**Saved entries:**
—————
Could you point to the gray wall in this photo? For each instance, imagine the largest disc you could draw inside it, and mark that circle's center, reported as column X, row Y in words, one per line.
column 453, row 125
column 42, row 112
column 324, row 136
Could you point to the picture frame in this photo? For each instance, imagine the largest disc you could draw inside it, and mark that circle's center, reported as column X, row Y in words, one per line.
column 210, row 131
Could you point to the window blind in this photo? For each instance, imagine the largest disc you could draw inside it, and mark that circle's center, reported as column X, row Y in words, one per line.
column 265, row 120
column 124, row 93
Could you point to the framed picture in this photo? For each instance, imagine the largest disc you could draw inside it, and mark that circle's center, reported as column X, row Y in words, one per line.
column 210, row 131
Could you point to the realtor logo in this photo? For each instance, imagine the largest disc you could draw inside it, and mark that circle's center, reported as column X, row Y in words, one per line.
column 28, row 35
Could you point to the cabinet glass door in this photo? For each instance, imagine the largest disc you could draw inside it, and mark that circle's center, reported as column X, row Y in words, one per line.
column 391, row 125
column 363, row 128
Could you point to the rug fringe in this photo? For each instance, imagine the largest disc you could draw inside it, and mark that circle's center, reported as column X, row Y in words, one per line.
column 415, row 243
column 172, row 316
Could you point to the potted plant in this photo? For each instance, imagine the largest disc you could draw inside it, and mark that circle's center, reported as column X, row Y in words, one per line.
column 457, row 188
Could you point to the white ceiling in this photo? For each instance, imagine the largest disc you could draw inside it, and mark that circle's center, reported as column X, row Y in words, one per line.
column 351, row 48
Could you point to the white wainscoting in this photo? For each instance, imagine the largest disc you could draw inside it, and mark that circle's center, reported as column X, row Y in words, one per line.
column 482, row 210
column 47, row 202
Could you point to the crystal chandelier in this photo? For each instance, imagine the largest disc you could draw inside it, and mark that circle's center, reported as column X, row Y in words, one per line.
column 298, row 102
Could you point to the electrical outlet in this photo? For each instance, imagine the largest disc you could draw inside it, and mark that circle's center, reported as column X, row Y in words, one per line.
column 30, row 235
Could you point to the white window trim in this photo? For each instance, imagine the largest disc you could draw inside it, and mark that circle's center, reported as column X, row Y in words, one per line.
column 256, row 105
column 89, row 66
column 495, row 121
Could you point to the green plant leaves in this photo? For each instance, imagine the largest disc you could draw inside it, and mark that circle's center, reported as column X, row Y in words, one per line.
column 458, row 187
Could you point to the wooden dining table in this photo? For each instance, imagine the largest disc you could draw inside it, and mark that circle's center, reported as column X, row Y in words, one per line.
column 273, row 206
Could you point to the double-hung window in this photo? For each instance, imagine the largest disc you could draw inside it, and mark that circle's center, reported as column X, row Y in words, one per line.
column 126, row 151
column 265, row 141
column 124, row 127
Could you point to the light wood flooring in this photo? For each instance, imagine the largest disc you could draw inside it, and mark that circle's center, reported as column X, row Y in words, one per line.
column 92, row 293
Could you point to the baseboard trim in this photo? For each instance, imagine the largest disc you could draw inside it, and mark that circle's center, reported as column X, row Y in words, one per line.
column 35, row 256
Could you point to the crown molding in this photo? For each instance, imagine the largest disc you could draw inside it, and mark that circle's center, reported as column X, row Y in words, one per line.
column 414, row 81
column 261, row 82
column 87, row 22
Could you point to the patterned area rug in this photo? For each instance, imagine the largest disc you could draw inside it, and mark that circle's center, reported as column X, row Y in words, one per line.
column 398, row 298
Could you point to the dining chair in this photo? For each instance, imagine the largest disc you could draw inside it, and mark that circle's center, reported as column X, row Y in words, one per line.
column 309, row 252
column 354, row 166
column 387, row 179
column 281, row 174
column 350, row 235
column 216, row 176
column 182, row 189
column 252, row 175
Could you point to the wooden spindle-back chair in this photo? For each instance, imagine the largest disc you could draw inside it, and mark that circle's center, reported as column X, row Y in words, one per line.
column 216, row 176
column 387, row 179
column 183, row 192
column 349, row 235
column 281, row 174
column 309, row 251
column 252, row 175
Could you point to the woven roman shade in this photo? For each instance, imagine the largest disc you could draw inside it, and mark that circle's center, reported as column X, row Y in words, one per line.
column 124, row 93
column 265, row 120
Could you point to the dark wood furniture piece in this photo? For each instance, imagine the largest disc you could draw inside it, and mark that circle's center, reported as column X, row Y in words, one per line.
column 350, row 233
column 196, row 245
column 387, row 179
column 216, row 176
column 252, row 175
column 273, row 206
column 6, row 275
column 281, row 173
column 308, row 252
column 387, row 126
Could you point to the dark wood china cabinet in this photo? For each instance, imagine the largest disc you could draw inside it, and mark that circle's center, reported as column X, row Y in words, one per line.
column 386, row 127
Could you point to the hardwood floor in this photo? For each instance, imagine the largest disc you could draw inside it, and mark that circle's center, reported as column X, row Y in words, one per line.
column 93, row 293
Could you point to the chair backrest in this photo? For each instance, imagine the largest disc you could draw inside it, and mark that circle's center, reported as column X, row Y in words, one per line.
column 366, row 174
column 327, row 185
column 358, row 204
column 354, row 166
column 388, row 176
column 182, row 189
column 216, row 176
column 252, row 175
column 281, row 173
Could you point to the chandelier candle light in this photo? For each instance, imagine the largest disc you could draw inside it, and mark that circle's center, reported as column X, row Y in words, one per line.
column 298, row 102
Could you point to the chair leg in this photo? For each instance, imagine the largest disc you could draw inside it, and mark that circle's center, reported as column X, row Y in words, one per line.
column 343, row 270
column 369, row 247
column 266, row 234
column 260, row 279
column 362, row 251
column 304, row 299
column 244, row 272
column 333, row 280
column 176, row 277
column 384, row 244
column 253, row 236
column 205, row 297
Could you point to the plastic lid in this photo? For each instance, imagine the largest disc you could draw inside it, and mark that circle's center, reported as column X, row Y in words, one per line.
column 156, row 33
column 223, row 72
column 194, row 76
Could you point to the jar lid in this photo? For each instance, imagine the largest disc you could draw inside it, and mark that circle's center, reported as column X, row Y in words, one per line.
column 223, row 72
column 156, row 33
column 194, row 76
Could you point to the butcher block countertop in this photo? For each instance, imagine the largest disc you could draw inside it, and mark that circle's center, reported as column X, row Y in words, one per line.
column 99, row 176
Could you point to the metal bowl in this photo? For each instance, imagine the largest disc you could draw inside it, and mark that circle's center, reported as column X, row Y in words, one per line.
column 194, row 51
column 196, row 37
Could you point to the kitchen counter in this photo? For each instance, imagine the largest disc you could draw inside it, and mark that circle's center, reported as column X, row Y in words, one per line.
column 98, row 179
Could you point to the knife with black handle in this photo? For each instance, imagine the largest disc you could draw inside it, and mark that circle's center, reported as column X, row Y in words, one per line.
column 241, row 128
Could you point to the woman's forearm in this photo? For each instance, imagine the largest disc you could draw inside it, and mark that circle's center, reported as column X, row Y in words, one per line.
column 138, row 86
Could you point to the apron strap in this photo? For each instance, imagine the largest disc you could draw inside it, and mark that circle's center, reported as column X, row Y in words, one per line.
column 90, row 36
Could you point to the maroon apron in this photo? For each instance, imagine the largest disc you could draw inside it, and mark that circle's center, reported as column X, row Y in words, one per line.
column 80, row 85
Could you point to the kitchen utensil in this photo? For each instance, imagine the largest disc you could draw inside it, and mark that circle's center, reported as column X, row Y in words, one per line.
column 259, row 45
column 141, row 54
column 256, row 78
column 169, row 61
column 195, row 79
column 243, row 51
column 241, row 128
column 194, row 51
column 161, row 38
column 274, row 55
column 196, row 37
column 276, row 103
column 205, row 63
—————
**REQUIREMENTS:** Return the lines in the listing above exactly as they appear, from the line containing "Could you point to the dark wood furniture" through the line containing "column 350, row 233", with both of those lines included.

**PROBLEM SOLUTION:**
Could you point to the dark wood furniture piece in this photo? For each instance, imagine the largest disc you could draw inside it, and mark that circle's center, reported as column X, row Y in words, one per line.
column 350, row 233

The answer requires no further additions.